*Texte retenu*
════════════════

Londres, British Museum
Le diamètre de l'anneau de ces bagues est adapté à un doigt d'enfant.

Fascinum : Symbole phallique servant à protéger du mauvais œil son porteur, une activité, un lieu ou une activité. Sous forme de pendentifs ou d'amulettes, le fascinum était couramment porté par les enfants, en particulier les garçons libres, de la naissance à l'âge où ils abandonnaient la bulla (qui pouvait aussi contenir un fascinum parmi d'autres amulettes) et la toge prétexte.


« Le don d'un petit phallus ailé en or à un garçon de douze ans par sa grand-mère, ou un collier avec un phallus à un petit enfant, aurait été parfaitement compréhensible à un ancien Pompéien.[1] »


Fonctionnement symbolique et croyance

Un simple regard malveillant avait le pouvoir de nuire à une personne, à une chose ou à une activité; il convenait de se protéger du mauvais œil, dont l'action était rendue par le verbe « fascinare »[2][3] en détournant son attention sur un symbole plutôt que sur soi. Ce symbole serait doublement efficace si en plus de dévier le sort, il pouvait en plus induire chez le porteur du mauvais œil un sentiment de honte et de confusion qui lui fasse oublier ses mauvaises intentions. C'est dans cette fonction apotropaïque que le phallus, représentation du sexe en érection, est connu sous le nom de « fascinum[4] ».


Les archéologues en trouvent en grand nombre partout où s'est répandue la civilisation romaine et tout musée archéologique en possède plusieurs exemplaires. Ils protégeaient les endroits où l'on avait le plus de chance de croiser le mauvais œil, comme les carrefours, des entrées de maison, des fours de boulanger (exemples à Pompéi) ou de forgerons[5]. Décliné aussi sous forme d'amulettes, ou en ornements de bijous comme des bagues, des pendentifs ou des colliers, le fascinum protégeait les plus vulnérables, comme un soldat ou un triomphateur. C'est pour cette raison que les mères en suspendaient au cou d'un bébé, ou que des garçons ne s'en séparaient qu'en quittant l'enfance, en même temps que de la bulla (la bulla elle-même pouvait contenir des symboles phalliques) et de la toge prétexte. Le matériau était un indicateur social : il en existant en terre, en bronze, en or...


« Puisque le pouvoir de la « fascination » et ses effets néfastes sont liés à la jalousie et à la malveillance, il est facile à comprendre qu'un fils et héritier soit bien entendu plus sujet à une attaque que sa moins précieuse sœur. Et certainement, expliquait-on, l'œil d'un enfant était moins capable de combattre et de vaincre les rayons maléfiques émanant d'un adulte, et donc un bébé serait une victime toute désignée. »[6]


Sources littéraires

L'archéologie et la littérature attestent du port du fascinum par les enfants.

════════════════

*Données fournies*
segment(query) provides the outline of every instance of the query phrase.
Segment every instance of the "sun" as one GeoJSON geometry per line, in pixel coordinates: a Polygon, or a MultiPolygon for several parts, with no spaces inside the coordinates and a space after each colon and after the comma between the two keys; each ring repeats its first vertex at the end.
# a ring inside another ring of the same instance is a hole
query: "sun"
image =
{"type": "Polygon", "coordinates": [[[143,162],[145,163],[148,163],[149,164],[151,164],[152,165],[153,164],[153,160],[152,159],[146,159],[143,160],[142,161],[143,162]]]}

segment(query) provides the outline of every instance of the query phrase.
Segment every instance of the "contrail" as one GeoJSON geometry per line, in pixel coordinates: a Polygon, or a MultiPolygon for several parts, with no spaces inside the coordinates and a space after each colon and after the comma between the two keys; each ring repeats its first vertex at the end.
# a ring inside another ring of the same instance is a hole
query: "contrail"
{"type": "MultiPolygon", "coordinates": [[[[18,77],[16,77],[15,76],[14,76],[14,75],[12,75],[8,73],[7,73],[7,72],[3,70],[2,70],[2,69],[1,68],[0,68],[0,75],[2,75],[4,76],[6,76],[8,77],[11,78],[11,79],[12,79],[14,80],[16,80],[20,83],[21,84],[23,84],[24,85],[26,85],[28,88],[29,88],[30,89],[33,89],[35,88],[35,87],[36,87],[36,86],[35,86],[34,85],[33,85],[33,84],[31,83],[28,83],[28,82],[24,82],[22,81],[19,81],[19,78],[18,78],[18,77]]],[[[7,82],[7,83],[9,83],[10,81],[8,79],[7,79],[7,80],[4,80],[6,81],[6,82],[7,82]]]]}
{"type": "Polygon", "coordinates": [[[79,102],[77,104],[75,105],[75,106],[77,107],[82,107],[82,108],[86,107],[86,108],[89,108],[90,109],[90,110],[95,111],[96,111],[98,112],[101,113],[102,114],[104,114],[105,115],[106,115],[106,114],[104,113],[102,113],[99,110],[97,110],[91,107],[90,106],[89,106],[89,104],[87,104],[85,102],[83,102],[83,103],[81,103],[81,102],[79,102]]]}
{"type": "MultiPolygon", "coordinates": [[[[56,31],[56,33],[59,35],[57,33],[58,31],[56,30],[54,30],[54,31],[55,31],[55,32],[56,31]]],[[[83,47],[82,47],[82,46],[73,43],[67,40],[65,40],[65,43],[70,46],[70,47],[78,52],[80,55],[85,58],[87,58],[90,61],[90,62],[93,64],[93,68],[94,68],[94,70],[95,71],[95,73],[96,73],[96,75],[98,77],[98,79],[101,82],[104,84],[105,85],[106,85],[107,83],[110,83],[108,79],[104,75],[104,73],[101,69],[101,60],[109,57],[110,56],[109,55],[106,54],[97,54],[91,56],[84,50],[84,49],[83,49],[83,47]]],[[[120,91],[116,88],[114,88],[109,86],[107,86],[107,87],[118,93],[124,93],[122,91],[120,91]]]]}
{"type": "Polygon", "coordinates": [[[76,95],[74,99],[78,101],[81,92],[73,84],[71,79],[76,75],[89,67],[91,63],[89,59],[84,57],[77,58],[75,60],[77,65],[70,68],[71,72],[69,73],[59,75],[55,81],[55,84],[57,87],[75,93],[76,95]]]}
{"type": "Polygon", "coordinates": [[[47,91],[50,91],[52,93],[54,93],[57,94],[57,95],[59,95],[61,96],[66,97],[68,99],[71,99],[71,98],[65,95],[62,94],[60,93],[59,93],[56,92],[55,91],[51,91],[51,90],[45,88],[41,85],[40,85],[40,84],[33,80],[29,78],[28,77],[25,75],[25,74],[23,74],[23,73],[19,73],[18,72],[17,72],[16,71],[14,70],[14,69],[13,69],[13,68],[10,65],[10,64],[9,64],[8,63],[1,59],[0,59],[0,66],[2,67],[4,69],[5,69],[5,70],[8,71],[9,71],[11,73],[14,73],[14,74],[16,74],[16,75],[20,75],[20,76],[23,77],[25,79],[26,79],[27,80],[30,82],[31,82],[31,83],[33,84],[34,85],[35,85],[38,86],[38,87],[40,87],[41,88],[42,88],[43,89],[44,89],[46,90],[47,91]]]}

════════════════

D'après le texte sur le fascinum, quel verbe latin rendait l'action du mauvais œil ?

*Corrigé*
Le verbe « fascinare ».